__DOCUMENT EXTRACT__
==================================================

Lotier seamlessly handled this double duty a few times with the York Dispatch reporter looking on, but he noted that it’s not a skill anyone has naturally; it must be learned.
Mandates: As far as mandated overtime, Lotier agreed that the hours have increased in recent years. It’s been hard on everyone, particularly dispatchers’ families, he said, pointing to a colleague who is a single mother of a 2-year-old girl.
Brininger, the 911 director, said dispatchers knew what they were getting into when they signed up for the job, but Lotier pointed out that their union contract stipulates the county is only allowed to mandate 12 hours of overtime per week, and they’re regularly mandating 16 overtime hours.
Lotier acknowledged that there’s a provision in the union contract allowing the county to mandate additional overtime when absolutely needed, which Brininger said is happening because many dispatchers call off.
Sabrina Temple, who served as a York County dispatcher for more than four years before quitting in February, said dispatchers would call off so often because the mandated overtime was preventing people from getting days off.
“People need a break,” she said.
'No empathy': Allison Knauer, who quit in October after more than 10 years as a county dispatcher, said she could deal with the excessive hours, to an extent, but the combination of the hours and a toxic relationship between employees and upper management left her physically and emotionally drained.
Knauer said she absolutely loved her job and wanted to stay there until retirement, but the management currently in place was probably the worst she’s dealt with during her decade at the center.
“They have no empathy, like we’re told to have with callers,” Knauer said, noting that she did love some of her supervisors.
Knauer acknowledged that some dispatchers do take advantage of paid time-off and the Family and Medical Leave Act (FMLA), which leaves openings that management needs to assign.
The county hired Business Information Group in September to conduct an operational review of the 911 center in the wake of issues with the fire and EMS paging systems, and Brininger said that review is ongoing.
The York Dispatch has filed a Right-to-Know request for that contract and any recommendations BIG has made during its review, and the county filed for an extension that will make its response due in early May.
No quick fix: County officials have said the staffing issues they face are a problem at 911 centers everywhere — and indeed, a recent news article by The Herald Mail-Media indicates similar concerns in Washington County — but a York Dispatch investigation finds that York County is unique in the extent of its shortage.
The York Dispatch compiled employment numbers from more than a dozen other county 911 centers in Pennsylvania either near York or with a similar population size.
None came close to York County's current total of 26 openings, with Montgomery and Lehigh counties the only other counties reporting more than 10 openings.
In Montgomery County — where Temple now works as a dispatcher — they have 15 openings out of 126 total employment slots, according to their deputy director.
Lehigh County has 12 openings for 42 total slots, but their director, Laurie Bailey, pointed out that the county has allotted 16 additional dispatcher positions for the 911 center since the beginning of 2018. The center was fully staffed before that, she said.
Asked about this discrepancy, Byrnes pointed to the large number of dispatcher applications the county has received recently.
But a lengthy, intensive training process means the current dispatchers won't see much immediate relief, and large training classes don't necessarily mean a large influx of new dispatchers.
Lotier said he started training with a class of 20, but he's one of only three remaining, and one of those is now an administrator. He said he understands the county is trying to help, but there's no quick fix.
Asked about what the county is doing to address the issues that led the shortage, Byrnes said they need cooperation from dispatchers to encourage and teach the incoming recruits.
"We're going down the right path," she said.

==================================================

__ENTRIES PROVIDED__
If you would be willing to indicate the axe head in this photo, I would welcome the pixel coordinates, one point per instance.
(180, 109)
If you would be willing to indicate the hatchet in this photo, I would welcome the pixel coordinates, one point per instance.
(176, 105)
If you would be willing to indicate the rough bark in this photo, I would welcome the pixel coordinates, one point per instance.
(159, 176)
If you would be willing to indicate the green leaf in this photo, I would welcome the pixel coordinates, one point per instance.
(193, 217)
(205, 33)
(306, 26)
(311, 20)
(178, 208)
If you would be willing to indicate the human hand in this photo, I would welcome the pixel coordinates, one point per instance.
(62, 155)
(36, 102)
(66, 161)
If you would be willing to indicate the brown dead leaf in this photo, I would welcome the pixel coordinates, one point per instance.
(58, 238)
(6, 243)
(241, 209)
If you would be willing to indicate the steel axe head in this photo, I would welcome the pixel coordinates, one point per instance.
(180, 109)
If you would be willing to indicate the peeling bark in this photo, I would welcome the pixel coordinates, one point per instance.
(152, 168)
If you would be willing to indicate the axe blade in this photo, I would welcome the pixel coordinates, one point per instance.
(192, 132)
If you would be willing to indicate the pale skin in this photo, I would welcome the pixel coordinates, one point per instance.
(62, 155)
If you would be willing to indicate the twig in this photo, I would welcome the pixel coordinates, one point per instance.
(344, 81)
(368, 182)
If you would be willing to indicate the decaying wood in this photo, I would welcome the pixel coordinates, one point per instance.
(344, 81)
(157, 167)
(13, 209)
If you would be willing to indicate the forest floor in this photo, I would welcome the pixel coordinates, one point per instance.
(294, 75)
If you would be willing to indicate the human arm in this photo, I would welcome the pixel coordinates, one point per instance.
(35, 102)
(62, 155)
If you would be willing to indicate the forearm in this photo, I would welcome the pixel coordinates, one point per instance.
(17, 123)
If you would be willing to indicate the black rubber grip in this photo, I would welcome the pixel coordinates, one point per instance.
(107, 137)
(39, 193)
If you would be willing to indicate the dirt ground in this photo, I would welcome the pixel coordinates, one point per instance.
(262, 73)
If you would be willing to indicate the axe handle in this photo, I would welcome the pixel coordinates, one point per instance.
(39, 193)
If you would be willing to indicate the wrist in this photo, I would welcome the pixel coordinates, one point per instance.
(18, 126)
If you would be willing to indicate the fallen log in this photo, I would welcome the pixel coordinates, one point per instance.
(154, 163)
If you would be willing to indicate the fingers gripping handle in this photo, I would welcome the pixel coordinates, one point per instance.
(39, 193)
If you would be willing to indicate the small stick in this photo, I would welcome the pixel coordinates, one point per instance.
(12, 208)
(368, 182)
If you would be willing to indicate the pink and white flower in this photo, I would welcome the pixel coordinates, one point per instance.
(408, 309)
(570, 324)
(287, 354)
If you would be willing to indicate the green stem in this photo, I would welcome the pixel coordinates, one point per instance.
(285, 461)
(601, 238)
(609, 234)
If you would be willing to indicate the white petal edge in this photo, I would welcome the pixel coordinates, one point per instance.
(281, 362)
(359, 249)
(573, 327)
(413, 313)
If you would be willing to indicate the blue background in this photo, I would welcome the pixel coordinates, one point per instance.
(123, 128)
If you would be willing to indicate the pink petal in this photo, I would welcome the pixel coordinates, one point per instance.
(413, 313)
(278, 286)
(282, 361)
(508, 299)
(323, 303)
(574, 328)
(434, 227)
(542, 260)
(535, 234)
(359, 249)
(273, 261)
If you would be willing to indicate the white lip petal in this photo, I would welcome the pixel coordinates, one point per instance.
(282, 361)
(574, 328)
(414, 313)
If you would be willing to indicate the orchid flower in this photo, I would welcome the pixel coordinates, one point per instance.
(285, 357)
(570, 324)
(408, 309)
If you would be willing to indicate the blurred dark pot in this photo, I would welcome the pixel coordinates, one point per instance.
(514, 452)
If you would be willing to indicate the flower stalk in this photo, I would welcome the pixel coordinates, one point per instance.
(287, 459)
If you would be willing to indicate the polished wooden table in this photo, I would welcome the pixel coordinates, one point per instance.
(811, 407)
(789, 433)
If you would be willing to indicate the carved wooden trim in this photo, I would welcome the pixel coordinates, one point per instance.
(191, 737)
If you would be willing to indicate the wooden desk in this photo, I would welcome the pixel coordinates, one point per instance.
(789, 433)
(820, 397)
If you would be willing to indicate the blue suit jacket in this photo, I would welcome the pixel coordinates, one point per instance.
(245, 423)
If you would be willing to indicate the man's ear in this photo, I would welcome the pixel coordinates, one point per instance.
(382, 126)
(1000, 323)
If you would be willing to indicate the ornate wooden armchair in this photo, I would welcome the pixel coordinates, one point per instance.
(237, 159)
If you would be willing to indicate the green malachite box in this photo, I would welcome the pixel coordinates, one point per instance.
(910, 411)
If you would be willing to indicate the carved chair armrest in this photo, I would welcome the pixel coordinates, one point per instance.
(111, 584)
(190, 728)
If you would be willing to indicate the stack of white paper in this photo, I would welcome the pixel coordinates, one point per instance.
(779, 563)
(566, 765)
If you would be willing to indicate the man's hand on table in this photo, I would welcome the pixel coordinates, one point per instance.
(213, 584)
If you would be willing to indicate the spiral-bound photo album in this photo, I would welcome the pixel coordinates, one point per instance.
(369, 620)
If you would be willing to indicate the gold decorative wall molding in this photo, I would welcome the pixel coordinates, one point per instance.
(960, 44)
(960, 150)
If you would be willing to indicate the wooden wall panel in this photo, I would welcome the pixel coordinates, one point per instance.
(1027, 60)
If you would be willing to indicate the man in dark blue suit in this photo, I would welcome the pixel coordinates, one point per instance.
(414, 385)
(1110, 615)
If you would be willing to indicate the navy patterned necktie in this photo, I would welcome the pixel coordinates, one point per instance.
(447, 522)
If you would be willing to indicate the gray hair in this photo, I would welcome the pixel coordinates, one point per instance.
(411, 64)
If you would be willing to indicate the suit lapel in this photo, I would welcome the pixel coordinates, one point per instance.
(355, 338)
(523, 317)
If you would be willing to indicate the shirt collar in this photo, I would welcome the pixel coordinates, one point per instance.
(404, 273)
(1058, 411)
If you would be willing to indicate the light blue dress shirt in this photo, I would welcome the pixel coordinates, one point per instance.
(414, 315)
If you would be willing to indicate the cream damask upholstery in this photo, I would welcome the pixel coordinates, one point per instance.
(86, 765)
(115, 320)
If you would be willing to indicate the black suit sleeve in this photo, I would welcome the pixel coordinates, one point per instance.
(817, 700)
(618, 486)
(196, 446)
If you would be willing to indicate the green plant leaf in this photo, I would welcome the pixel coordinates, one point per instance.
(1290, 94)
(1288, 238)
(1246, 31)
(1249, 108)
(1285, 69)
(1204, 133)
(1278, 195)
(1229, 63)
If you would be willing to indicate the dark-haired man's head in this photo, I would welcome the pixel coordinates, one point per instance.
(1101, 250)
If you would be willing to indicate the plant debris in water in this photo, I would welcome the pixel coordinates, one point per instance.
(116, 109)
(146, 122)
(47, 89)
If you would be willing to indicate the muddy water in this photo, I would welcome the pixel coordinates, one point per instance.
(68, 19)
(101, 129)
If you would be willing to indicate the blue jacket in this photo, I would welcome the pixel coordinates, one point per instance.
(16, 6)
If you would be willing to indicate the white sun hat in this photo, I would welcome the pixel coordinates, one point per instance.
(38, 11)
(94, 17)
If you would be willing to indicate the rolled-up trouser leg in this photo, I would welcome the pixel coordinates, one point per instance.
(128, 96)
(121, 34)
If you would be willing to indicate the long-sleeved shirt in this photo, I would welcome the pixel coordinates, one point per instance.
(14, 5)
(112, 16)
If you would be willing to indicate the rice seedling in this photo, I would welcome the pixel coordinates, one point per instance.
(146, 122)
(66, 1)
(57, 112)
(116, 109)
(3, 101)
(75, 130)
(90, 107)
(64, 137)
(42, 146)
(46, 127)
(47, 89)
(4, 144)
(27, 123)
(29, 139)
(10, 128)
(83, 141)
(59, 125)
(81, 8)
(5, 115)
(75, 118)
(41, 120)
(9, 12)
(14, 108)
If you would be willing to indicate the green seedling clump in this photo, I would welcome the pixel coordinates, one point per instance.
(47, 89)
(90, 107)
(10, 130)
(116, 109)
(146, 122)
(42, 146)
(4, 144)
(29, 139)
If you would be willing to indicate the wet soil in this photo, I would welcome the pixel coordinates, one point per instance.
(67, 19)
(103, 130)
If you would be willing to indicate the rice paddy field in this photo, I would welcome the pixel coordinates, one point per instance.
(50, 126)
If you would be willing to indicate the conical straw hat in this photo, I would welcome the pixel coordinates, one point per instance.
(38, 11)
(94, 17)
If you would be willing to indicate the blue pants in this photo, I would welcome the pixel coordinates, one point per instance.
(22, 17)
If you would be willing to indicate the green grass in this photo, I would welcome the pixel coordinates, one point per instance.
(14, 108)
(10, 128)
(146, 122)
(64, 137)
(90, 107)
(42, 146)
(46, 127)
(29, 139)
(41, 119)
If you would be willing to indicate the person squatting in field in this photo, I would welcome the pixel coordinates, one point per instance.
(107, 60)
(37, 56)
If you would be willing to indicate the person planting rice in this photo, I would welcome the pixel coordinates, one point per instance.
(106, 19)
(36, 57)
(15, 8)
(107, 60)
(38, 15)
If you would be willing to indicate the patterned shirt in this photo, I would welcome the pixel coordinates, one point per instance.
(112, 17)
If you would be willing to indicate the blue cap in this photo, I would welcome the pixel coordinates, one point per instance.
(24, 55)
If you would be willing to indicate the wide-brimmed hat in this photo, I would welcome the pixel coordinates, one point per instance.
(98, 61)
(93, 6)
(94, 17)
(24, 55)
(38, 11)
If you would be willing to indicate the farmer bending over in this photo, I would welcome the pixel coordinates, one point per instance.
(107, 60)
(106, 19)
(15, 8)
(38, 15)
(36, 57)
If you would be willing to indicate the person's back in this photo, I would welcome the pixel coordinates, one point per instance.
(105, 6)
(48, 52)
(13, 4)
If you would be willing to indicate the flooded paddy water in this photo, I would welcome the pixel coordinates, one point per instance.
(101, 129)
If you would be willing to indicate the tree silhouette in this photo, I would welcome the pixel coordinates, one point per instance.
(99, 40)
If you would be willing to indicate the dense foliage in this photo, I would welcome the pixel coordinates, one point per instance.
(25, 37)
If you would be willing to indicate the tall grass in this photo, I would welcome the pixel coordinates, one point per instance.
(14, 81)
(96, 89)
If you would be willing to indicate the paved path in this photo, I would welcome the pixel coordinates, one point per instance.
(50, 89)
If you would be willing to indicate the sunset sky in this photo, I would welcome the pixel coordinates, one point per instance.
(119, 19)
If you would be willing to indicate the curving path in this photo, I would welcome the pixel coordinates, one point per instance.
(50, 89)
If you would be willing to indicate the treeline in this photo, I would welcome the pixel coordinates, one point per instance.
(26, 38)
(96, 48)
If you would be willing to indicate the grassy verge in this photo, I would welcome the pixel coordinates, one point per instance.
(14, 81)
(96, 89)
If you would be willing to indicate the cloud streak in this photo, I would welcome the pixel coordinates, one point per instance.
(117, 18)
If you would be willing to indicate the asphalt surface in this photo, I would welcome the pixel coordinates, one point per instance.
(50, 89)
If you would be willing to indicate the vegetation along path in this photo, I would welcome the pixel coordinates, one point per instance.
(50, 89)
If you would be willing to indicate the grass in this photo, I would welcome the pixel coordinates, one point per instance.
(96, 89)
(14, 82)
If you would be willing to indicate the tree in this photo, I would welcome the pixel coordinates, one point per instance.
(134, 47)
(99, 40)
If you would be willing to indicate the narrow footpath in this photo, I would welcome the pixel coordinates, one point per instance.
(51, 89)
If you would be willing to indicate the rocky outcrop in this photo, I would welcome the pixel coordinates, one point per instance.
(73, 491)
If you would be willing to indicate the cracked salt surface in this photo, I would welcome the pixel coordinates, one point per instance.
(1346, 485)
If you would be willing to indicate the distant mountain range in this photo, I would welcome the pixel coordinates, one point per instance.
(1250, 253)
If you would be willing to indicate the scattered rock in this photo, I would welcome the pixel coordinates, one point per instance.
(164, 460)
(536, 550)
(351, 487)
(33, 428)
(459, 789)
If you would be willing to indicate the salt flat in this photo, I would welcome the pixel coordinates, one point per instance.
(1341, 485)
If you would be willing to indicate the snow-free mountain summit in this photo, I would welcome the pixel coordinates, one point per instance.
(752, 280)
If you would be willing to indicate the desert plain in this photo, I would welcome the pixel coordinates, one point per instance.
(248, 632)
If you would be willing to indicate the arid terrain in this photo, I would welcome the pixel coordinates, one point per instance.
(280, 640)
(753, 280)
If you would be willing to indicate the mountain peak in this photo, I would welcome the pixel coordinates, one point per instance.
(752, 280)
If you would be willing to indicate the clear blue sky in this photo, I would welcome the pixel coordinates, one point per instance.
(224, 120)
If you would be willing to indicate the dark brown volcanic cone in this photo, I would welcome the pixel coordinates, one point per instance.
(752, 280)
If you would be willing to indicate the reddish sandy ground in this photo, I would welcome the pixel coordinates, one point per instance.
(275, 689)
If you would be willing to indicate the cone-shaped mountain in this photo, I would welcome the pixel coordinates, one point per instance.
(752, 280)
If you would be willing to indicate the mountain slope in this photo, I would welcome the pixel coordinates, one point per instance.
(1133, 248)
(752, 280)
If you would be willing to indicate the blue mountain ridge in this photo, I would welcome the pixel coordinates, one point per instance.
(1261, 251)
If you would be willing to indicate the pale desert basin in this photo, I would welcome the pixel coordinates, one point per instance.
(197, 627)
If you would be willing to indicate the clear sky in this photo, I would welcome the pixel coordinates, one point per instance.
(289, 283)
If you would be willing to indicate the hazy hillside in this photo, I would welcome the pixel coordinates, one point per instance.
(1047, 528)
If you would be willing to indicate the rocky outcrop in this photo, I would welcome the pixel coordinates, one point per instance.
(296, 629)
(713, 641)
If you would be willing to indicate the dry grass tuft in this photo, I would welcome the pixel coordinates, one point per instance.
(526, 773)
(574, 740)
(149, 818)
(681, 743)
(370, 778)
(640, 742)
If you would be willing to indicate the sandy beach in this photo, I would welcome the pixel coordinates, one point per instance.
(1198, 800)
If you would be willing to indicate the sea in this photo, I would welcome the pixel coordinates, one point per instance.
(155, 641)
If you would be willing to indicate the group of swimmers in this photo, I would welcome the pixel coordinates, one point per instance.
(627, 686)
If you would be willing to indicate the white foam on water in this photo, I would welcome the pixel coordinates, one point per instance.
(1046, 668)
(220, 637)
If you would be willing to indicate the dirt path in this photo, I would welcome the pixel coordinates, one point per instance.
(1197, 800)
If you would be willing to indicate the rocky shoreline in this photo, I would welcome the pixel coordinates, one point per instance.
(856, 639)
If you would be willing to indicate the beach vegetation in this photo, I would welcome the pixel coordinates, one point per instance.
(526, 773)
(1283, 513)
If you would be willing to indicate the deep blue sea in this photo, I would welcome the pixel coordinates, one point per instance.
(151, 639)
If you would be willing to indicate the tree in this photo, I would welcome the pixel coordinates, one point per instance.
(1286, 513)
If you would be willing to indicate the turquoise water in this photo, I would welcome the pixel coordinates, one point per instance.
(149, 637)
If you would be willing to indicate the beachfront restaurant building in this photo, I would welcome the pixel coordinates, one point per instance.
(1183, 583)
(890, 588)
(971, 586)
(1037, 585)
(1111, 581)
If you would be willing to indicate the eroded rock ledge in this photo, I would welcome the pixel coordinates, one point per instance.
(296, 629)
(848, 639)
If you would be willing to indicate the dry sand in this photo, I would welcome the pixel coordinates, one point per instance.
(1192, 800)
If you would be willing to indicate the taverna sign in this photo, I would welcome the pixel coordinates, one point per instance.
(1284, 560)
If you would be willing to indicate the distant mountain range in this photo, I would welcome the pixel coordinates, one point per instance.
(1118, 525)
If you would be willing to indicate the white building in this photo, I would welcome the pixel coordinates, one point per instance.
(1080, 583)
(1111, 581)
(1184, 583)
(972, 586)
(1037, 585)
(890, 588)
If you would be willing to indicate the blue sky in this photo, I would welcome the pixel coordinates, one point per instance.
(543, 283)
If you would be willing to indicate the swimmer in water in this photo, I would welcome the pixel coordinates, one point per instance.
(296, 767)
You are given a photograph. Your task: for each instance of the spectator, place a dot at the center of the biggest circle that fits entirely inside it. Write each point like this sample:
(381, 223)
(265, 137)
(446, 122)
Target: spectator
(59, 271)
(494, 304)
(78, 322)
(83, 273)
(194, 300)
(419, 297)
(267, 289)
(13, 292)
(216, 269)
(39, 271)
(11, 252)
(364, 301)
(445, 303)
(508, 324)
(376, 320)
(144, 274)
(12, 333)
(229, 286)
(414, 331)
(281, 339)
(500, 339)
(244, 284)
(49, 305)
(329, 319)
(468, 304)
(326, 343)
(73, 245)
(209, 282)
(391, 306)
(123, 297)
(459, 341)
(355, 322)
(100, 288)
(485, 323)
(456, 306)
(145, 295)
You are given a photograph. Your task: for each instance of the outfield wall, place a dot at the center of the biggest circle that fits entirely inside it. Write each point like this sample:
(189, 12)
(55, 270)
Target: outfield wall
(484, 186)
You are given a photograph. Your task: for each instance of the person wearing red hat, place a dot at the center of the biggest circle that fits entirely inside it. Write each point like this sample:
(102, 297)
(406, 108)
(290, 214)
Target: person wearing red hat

==================================================

__STUDY QUESTIONS__
1. In the article on York County's 911 dispatcher shortage, how many openings does York County currently have?
2. Please return the stretch of the article on York County's 911 dispatcher shortage from "Lotier seamlessly handled" through "a 2-year-old girl.".

__ACTIVITY ANSWERS__
1. 26 openings.

2.
Lotier seamlessly handled this double duty a few times with the York Dispatch reporter looking on, but he noted that it’s not a skill anyone has naturally; it must be learned.
Mandates: As far as mandated overtime, Lotier agreed that the hours have increased in recent years. It’s been hard on everyone, particularly dispatchers’ families, he said, pointing to a colleague who is a single mother of a 2-year-old girl.